**Records shown**

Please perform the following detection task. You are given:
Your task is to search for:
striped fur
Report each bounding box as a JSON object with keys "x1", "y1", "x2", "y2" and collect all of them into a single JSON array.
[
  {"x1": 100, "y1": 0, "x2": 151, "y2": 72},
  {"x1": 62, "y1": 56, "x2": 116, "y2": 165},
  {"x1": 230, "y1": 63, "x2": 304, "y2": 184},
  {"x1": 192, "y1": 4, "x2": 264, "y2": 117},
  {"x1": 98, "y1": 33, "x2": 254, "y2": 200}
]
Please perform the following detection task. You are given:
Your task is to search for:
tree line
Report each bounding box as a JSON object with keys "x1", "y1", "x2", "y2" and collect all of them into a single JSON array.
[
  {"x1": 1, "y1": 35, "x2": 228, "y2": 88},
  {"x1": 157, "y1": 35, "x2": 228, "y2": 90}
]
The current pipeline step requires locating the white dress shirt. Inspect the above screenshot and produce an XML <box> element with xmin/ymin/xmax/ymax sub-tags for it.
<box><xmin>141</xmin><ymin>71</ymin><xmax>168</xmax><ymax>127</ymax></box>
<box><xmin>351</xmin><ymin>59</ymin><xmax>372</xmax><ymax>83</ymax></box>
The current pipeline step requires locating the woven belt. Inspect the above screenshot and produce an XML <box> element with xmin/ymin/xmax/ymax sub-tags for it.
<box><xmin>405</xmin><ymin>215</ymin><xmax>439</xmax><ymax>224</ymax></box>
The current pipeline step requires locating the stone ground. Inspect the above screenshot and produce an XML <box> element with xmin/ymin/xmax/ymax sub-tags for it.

**Exercise description**
Rewrite all of the material above as a numbered list with one line per item, and leave out any blank lines.

**Final result**
1. Please perform the following detection task. You are given:
2. Your task is to search for:
3. striped fur
4. Report each bounding box as a JSON object with keys "x1", "y1", "x2", "y2" and collect all of them into a single JSON array.
5. [
6.   {"x1": 100, "y1": 0, "x2": 151, "y2": 72},
7.   {"x1": 62, "y1": 56, "x2": 116, "y2": 165},
8.   {"x1": 230, "y1": 63, "x2": 304, "y2": 184},
9.   {"x1": 192, "y1": 4, "x2": 264, "y2": 117},
10.   {"x1": 98, "y1": 33, "x2": 254, "y2": 200}
11. ]
12. Please perform the following detection task. You are given:
13. Your task is to search for:
14. tree line
15. Report each bounding box as a JSON object with keys "x1", "y1", "x2", "y2" and collect all of them into a single JSON array.
16. [
17.   {"x1": 1, "y1": 35, "x2": 228, "y2": 88},
18.   {"x1": 157, "y1": 35, "x2": 228, "y2": 90}
19. ]
20. The current pipeline step requires locating the white dress shirt. Inspect the above screenshot and produce an XML <box> element with xmin/ymin/xmax/ymax sub-tags for it.
21. <box><xmin>141</xmin><ymin>71</ymin><xmax>168</xmax><ymax>127</ymax></box>
22. <box><xmin>351</xmin><ymin>59</ymin><xmax>372</xmax><ymax>83</ymax></box>
23. The current pipeline step requires locating the woven belt. Inspect the above screenshot and produce an XML <box> element with xmin/ymin/xmax/ymax sub-tags for it.
24. <box><xmin>405</xmin><ymin>215</ymin><xmax>439</xmax><ymax>224</ymax></box>
25. The current pipeline step requires locating the stone ground. Inspect the above screenshot and produce an XML <box> element with xmin/ymin/xmax/ymax sub-tags for it.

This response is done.